Extracted records:

>>>

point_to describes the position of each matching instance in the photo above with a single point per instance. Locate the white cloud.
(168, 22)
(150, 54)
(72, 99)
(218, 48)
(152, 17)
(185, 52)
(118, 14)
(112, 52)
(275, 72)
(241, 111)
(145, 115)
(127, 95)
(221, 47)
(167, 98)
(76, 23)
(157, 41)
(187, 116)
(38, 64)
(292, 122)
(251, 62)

<<<

Problem statement: Reproduce the listing above line for line, changing nothing.

Output below:
point_to describes the position of each matching instance in the photo above with a single point per instance. Locate the white cloud.
(168, 22)
(150, 54)
(72, 99)
(218, 48)
(152, 17)
(185, 52)
(118, 14)
(112, 52)
(275, 72)
(241, 111)
(145, 115)
(127, 95)
(221, 47)
(167, 98)
(76, 23)
(157, 41)
(187, 116)
(38, 64)
(292, 122)
(251, 62)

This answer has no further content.